Provided records ▸
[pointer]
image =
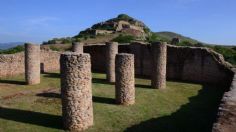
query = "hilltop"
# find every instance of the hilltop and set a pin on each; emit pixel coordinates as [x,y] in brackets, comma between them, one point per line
[123,29]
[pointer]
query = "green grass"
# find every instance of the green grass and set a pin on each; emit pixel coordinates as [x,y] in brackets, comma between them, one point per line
[182,107]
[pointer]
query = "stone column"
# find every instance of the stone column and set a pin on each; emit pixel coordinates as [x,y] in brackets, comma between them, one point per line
[159,52]
[111,51]
[32,64]
[78,47]
[125,80]
[76,91]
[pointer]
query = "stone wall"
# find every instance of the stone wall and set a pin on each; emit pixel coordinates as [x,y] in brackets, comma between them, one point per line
[226,121]
[50,60]
[201,65]
[13,64]
[183,63]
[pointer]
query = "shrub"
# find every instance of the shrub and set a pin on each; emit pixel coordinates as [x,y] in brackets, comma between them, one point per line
[124,39]
[13,50]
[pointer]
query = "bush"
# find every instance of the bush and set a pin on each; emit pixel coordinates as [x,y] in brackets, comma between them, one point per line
[124,39]
[228,53]
[14,50]
[185,43]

Task directions ▸ Report each line of the records that contains the string "stone", copying every such line in full.

Full response ▸
query = "stone column"
# find every instance of the stone column and set a pin on each; emit pixel coordinates as [x,y] in brackets, comma between them, one point per line
query = "stone wall"
# find every instance of the stone wall and set a pin on each; emit pixel coordinates as [x,y] in brackets, comma between them, one point per line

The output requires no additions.